Copy out every line of the rows below that contains the string "dune".

#####

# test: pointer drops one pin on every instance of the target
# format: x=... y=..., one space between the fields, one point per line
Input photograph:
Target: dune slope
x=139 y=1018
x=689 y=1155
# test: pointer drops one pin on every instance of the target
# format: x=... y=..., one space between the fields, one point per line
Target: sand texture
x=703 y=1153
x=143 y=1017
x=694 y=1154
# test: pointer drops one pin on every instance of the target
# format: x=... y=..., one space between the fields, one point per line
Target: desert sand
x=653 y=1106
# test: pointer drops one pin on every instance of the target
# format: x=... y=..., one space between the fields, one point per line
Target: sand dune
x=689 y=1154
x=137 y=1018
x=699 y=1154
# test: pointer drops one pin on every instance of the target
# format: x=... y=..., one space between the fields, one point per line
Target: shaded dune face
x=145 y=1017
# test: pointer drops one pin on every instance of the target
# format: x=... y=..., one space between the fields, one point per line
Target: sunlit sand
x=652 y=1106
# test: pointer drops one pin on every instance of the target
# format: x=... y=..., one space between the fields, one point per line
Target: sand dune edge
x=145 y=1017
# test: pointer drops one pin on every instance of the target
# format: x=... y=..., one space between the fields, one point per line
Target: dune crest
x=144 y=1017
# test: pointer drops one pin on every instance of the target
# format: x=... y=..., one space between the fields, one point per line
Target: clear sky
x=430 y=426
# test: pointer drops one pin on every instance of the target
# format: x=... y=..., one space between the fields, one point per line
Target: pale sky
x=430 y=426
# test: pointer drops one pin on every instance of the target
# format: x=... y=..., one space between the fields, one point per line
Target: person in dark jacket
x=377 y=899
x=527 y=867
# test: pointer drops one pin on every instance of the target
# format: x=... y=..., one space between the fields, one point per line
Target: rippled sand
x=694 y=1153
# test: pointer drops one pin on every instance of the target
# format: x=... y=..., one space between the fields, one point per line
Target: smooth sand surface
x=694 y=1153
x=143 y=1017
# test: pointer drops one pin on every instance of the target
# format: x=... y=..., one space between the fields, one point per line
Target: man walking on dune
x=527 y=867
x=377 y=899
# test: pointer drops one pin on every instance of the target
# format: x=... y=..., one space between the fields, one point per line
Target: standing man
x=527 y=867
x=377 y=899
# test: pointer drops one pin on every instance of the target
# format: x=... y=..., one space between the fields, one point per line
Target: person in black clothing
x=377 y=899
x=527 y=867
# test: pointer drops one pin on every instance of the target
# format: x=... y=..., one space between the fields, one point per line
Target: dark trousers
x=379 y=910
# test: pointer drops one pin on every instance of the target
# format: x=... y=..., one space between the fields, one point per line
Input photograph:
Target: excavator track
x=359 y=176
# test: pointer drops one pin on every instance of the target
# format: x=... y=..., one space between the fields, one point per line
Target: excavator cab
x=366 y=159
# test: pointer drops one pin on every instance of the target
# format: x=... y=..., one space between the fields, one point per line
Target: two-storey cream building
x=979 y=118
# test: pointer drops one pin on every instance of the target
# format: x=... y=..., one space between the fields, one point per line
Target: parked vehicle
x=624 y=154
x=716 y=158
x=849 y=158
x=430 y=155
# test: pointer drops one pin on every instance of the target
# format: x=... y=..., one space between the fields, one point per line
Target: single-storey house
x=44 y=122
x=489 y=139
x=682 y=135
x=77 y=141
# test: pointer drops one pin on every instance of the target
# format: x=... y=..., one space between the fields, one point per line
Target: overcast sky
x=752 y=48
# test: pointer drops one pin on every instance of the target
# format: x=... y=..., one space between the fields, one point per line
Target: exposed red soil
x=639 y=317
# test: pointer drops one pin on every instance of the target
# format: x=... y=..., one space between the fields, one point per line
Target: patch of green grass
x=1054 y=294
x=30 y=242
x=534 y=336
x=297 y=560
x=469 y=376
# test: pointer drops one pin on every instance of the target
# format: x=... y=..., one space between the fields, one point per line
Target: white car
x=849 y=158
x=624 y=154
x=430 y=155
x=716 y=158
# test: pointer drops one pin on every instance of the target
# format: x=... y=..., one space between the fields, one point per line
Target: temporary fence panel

#####

* Full output *
Target: dune slope
Target: sand dune
Target: shaded dune face
Target: sand dune edge
Target: dune crest
Target: man walking on dune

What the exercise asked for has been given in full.